Exercise details =>
Can you retype the listing below word for word, keeping every line in its original order?

Listed records =>
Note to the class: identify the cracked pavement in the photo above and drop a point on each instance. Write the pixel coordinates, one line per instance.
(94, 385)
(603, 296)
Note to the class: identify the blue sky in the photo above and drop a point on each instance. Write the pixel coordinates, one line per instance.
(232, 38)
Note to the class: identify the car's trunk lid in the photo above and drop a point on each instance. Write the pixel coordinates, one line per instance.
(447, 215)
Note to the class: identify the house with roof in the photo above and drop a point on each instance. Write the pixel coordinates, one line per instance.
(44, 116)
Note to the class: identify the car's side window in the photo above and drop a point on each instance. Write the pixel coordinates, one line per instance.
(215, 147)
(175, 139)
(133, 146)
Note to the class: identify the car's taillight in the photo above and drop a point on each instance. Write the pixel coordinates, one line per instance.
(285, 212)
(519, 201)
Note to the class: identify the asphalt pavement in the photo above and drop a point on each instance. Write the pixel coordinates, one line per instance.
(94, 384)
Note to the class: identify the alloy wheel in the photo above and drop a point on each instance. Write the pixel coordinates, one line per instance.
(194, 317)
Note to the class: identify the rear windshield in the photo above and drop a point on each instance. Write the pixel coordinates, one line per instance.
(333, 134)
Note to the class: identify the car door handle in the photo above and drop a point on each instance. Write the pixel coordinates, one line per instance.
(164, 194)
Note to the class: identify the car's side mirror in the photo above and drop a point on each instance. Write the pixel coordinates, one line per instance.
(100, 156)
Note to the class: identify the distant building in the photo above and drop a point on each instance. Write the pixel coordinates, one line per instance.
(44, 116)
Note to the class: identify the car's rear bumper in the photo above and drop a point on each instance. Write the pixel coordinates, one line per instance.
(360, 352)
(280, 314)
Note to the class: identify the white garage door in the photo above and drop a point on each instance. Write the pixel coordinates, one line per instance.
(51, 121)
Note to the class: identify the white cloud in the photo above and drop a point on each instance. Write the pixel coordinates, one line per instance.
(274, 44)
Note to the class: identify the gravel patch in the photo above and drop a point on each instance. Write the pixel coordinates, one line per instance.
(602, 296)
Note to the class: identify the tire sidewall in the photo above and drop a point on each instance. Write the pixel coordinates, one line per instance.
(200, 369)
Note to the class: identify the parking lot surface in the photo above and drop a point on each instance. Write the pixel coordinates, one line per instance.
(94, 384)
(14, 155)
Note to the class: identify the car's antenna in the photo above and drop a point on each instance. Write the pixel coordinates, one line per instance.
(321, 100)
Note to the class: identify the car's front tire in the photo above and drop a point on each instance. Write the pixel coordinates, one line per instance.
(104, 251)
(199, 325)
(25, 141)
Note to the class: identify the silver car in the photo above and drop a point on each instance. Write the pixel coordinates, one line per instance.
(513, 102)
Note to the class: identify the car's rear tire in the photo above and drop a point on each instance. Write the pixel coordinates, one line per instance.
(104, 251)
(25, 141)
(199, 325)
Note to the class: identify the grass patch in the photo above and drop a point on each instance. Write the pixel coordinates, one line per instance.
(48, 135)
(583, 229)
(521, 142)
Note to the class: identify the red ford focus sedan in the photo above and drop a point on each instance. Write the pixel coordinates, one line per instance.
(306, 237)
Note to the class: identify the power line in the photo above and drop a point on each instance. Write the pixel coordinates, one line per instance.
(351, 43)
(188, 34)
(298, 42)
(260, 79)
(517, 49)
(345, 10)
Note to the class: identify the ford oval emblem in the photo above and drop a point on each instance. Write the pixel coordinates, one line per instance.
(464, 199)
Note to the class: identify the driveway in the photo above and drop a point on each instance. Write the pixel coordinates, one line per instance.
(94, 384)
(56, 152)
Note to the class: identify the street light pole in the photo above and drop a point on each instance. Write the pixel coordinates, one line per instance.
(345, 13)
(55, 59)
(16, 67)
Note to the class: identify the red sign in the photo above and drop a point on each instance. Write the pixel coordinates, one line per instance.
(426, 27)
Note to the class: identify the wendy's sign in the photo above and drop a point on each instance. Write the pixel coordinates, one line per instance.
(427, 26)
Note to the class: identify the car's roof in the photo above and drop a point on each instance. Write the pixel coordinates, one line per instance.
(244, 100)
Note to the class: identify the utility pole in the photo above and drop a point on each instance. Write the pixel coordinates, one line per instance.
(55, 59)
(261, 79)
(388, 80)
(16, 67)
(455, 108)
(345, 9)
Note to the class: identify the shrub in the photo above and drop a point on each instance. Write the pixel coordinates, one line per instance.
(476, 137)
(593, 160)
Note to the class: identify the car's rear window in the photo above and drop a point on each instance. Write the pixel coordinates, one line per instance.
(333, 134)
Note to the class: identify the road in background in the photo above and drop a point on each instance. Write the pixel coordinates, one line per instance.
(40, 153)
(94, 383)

Response to this task =>
Note to the class: identify the cracked pavement in the photo above and drop a point on each instance. Write the pixel coordinates, one line per instance.
(94, 385)
(603, 296)
Note to the class: identify the blue sky in the photo above and drop a point on each instance. Write the pixel coordinates, one line per instance.
(232, 38)
Note to the class: identify the car's trunk lid in the photo above and drop a point on each instance. Write the pixel coordinates, one line per instance.
(447, 215)
Note to the class: identify the house with roof in the photo above and drop a point on each instance. Write the pixel coordinates, one line per instance.
(44, 116)
Note to the class: identify the car's side window in the photo above and drop a point on each instance. Write the pixel coordinates, one line per instance.
(215, 147)
(175, 139)
(133, 146)
Note to the class: identify the car's taillight in the photo above and drop a point on each instance. Write the pixel coordinates, one line per instance.
(285, 212)
(519, 201)
Note to the class: identify the asphalt pavement in the photo above and drop a point on each instance. Write the pixel coordinates, one line per instance.
(94, 384)
Note to the class: identify the alloy wheel in the photo above and drop a point on each instance. Write the pixel coordinates, one line per instance.
(194, 317)
Note to the class: identify the rear windshield in the photo above and drop a point on each instance. Write the pixel coordinates, one line per instance.
(333, 134)
Note to the class: identify the car door handle in the photo above and drop a point on each instance. Write the pixel coordinates, one line per instance.
(164, 194)
Note to the class: identify the car's side mirror in the photo above and drop a point on each instance. Write the pixel coordinates, one line per instance.
(100, 156)
Note to the class: identify the distant building in the photo above and drop a point on each instance. Write the pixel coordinates, one line per instance.
(44, 116)
Note to the class: identify the car's rear bumper in the photo above and drop a point on each instance. Write the pixel coordinates, one line per instance.
(360, 352)
(280, 314)
Note to the class: identify the white garage door in the photo above and drop a point on each instance. Write the pixel coordinates, one line per instance.
(51, 121)
Note to the class: identify the white cloud in the photo above and drop a point on each instance. Write the pixel coordinates, one line per instance.
(274, 44)
Note to the class: identify the gravel patch in the photo above and drop a point on each instance. Write the pixel coordinates, one line per instance.
(602, 296)
Note to the class: identify the tire sidewall in the photo above and drop a point on each instance. Write the pixel coordinates, one line per instance.
(200, 369)
Note to the class: identify the parking lot surface in the photo above and drop a point on each instance. Write the pixel coordinates, one line per instance.
(94, 384)
(14, 155)
Note to the class: identify the car's antenna in the photo above and drop a point on each instance. Write the pixel coordinates, one line per instance.
(321, 100)
Note to the class: identify the car's front tire in the photo above and drop a point on each instance. Write the pixel coordinates, one line per instance.
(104, 251)
(199, 325)
(25, 141)
Note to the class: identify the silver car in the photo above and drop a point on each instance. Write the pixel coordinates, one line per instance.
(513, 102)
Note to the class: identify the car's rear tire in the photo above and drop a point on each instance. Write the pixel coordinates, one line per instance.
(104, 251)
(25, 141)
(199, 325)
Note to the class: identify the grass patch in the photo above and drop a point on each instance. Write the pixel coordinates, one line per instance.
(48, 135)
(583, 229)
(521, 142)
Note to the class: identify the red ford focus sedan in the photo above and drop a point on each instance. Write the pixel coordinates, one line per instance.
(306, 237)
Note to the class: identify the power line in the photo above and drop a point on each instance. Write the pixel coordinates, one line per instance.
(351, 43)
(188, 34)
(298, 42)
(260, 79)
(517, 49)
(345, 10)
Note to the class: identify the ford oval emblem in the photo above and drop a point on each instance. Write the pixel coordinates, one line per instance.
(464, 199)
Note to the class: identify the driveway in the photo above and drop a point on each instance. Write the pixel coordinates, one line per instance.
(94, 384)
(56, 152)
Note to the class: identify the street light pole in the photo above and drop a point on each instance. Write the pixel coordinates, one line per instance.
(345, 13)
(55, 59)
(16, 67)
Note to the class: identify the red sign in the photo above and drop a point on each instance. Write the pixel coordinates, one line per instance.
(426, 27)
Note to the class: identify the wendy's sign in the photo above and drop a point on each instance. Write the pixel coordinates, one line per instance.
(427, 26)
Note to the class: identify the car's roof in the photo above and drop a point on each instance. Write the pixel coordinates, one line per instance.
(244, 100)
Note to the class: identify the utility pole in the photo above and drop a point on each instance. Write the pixel coordinates, one line per instance.
(55, 59)
(261, 79)
(388, 80)
(16, 67)
(455, 108)
(345, 9)
Note to the class: identify the shrub in the photo above and drop a point on each instance. Write the pixel coordinates, one line per instance.
(476, 137)
(593, 160)
Note to the class: identify the car's rear window in the photo above and drop a point on each instance. Write the pixel coordinates, one line per instance.
(333, 134)
Note to the class: identify the road in background in the photo above and drop a point on each instance. Write the pixel coordinates, one line per instance.
(40, 153)
(94, 383)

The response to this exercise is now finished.